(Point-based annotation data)
= = =

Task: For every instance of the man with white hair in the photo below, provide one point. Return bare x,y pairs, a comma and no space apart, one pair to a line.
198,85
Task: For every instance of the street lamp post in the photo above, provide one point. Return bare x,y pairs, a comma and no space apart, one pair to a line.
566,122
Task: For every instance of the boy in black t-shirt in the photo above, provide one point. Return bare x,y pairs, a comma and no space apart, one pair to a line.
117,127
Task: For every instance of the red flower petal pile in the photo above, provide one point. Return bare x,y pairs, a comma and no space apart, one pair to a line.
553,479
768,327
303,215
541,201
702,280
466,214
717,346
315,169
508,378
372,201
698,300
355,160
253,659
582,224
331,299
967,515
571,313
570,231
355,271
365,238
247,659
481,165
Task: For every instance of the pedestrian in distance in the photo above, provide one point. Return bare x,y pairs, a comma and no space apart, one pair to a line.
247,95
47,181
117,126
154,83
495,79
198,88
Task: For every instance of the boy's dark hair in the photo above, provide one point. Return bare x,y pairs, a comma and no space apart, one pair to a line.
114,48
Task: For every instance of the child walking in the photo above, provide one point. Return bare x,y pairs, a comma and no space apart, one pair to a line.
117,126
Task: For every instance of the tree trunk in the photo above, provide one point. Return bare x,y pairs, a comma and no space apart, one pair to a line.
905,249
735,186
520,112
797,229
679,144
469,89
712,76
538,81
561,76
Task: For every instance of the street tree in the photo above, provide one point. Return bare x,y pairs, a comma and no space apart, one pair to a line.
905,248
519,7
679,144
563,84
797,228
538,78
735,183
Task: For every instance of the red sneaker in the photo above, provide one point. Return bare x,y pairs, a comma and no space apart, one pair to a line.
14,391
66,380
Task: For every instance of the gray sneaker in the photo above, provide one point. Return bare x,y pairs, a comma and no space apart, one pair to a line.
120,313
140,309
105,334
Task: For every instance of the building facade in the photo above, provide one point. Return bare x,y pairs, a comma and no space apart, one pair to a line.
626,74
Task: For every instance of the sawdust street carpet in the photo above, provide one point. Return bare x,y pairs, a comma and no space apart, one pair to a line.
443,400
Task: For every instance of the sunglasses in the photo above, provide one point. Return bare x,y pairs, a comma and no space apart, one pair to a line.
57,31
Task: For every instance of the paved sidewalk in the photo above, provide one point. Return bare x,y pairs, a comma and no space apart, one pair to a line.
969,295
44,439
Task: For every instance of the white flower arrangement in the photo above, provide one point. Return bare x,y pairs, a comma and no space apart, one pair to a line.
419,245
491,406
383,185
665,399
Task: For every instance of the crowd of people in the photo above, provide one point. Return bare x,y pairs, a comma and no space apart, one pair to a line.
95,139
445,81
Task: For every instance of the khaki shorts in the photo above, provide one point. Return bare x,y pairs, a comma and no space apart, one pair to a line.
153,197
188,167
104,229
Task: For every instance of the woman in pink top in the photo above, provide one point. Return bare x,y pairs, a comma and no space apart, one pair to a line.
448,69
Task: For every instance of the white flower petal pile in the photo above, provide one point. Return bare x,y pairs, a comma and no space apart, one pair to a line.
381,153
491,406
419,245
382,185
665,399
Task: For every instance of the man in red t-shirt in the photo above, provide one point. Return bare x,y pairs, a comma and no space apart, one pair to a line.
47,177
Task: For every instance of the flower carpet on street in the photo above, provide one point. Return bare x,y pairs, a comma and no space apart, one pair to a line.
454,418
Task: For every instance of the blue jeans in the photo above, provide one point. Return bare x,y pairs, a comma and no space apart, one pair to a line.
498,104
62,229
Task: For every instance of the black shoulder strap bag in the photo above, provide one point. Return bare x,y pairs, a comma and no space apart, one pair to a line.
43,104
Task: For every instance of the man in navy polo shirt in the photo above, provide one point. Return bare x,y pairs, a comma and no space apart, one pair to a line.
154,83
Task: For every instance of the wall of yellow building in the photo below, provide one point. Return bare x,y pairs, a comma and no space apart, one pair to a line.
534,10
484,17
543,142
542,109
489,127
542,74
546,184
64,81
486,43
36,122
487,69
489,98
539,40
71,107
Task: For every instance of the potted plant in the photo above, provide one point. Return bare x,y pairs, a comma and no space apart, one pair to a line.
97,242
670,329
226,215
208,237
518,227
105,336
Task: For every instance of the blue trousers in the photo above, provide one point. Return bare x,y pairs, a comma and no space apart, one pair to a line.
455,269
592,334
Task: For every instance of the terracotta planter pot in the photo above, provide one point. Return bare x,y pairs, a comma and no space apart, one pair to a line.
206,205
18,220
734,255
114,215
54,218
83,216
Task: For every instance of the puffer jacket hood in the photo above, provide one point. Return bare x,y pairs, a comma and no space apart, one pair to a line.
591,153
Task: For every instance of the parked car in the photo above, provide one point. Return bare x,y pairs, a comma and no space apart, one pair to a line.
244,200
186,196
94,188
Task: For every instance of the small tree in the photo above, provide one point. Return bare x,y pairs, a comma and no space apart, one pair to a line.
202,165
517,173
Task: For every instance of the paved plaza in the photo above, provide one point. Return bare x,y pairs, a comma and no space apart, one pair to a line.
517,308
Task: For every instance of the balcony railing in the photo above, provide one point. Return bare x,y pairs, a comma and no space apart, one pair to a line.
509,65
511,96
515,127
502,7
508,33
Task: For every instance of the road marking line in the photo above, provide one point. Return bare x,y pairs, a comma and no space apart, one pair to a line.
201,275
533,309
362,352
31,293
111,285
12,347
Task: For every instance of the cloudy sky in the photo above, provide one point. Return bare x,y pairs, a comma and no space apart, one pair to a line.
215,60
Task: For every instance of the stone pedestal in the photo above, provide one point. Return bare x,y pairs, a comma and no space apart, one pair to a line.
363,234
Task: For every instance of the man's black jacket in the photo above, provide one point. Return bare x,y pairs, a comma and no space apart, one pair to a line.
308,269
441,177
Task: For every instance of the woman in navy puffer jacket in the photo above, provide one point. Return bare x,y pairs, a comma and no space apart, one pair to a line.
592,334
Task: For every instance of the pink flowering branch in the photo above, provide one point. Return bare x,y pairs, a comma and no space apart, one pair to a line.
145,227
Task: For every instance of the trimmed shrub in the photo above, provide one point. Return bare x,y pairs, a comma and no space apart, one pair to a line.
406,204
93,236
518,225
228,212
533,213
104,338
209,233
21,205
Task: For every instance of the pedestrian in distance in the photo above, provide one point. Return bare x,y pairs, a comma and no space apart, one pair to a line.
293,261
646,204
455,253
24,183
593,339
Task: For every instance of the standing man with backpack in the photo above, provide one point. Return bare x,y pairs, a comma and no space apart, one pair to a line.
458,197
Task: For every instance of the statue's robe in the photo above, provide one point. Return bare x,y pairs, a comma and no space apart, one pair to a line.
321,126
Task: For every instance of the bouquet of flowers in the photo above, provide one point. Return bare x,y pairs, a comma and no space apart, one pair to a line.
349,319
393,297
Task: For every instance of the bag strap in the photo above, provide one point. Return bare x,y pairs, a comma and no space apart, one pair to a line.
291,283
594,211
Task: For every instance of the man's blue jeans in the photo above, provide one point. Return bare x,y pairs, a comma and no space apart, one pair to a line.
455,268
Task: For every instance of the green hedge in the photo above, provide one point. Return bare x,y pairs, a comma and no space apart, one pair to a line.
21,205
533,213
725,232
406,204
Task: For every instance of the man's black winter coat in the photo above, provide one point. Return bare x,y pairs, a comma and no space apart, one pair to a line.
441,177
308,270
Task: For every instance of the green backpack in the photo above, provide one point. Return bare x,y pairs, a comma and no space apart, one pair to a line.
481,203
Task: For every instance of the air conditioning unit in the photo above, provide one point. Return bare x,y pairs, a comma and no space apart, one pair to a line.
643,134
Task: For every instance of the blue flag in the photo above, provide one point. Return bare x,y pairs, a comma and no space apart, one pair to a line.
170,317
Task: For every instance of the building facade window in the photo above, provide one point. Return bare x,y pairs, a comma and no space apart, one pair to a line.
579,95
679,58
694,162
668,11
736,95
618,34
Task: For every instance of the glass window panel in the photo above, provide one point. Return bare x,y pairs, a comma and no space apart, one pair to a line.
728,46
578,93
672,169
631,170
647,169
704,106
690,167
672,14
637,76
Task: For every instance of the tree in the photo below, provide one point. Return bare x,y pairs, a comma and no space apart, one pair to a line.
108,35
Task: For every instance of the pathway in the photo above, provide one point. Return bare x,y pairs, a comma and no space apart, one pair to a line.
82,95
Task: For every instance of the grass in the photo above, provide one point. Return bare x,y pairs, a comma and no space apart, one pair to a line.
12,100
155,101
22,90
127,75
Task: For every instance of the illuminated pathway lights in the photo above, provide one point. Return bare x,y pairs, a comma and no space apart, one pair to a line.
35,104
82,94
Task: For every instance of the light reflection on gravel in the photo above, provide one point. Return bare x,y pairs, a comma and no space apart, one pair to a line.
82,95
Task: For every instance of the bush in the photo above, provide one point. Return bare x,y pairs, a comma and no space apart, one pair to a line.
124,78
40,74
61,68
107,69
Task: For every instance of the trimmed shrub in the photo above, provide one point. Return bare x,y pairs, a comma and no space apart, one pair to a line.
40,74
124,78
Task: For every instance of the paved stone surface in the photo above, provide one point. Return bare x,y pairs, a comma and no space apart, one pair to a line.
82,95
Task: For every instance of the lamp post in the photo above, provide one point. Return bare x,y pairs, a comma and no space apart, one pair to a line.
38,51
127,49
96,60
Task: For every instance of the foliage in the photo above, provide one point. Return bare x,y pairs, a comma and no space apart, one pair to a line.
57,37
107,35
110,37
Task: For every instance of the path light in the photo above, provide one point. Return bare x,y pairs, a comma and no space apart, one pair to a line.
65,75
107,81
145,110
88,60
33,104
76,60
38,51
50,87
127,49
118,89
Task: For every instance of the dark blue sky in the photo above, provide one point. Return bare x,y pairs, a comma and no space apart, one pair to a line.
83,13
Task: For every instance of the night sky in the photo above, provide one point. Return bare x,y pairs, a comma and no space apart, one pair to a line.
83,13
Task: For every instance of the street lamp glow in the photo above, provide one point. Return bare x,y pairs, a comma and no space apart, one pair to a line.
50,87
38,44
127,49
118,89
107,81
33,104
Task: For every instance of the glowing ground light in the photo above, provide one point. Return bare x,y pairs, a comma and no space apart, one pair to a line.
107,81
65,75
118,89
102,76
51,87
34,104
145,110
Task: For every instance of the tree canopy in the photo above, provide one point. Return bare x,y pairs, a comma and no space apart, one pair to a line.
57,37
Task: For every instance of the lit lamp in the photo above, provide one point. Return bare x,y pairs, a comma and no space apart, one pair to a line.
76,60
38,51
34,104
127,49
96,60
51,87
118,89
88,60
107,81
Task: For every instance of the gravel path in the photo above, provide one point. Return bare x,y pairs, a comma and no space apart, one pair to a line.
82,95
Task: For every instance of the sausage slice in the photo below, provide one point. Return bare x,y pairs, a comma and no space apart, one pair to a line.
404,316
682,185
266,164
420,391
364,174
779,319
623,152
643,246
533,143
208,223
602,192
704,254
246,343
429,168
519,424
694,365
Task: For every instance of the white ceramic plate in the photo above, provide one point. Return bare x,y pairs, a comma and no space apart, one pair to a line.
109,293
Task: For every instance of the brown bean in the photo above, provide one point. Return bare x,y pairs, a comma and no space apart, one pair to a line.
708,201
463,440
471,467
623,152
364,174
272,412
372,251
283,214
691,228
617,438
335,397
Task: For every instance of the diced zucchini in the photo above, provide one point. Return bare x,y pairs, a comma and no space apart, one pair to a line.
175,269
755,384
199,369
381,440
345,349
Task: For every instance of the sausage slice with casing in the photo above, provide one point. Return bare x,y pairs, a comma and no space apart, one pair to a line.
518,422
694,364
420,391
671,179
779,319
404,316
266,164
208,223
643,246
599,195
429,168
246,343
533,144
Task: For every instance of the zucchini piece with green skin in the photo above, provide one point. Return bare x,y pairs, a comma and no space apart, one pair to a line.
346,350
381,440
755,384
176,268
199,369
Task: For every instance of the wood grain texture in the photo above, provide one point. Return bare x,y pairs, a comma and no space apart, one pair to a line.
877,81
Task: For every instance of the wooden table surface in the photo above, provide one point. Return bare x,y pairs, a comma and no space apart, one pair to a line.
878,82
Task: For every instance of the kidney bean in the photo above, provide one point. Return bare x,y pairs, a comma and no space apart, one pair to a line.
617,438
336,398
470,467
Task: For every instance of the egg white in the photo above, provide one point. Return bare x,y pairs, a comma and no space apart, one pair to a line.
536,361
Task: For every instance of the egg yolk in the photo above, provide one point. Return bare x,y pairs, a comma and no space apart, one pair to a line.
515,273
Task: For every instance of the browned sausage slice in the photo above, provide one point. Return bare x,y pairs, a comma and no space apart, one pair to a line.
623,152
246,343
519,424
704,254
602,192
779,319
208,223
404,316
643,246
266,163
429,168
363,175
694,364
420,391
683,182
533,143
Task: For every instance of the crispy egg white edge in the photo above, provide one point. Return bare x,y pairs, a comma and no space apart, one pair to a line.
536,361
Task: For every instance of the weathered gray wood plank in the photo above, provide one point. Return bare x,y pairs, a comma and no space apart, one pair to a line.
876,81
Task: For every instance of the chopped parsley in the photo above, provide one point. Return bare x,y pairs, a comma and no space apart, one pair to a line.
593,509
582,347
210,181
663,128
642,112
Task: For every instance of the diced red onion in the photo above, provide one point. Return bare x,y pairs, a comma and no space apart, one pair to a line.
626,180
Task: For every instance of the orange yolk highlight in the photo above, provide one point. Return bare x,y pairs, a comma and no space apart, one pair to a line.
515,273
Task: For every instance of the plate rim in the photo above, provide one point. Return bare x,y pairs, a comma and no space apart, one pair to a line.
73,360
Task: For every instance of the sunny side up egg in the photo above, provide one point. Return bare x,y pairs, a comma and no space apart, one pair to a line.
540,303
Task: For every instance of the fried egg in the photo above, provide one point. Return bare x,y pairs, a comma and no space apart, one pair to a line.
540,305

= = =

> [Stated exercise] Quote verbatim the line containing "Task: For every instance of the plate" and every line after it through the end of the records above.

> [Exercise output]
Task: For every instance of the plate rim in the photo above, provide one point. Return bare x,y pairs, a comma and no space apart, one pair to a line.
73,360
Task: For every instance of the sunny side up egg in the photo above, provide one point. Return bare x,y pairs, a comma and no space apart, one pair to a line.
540,303
Task: For every instance of the fried egg in the photo above, provide one point. Return bare x,y pairs, a comma and no space apart, one pair to a line.
540,305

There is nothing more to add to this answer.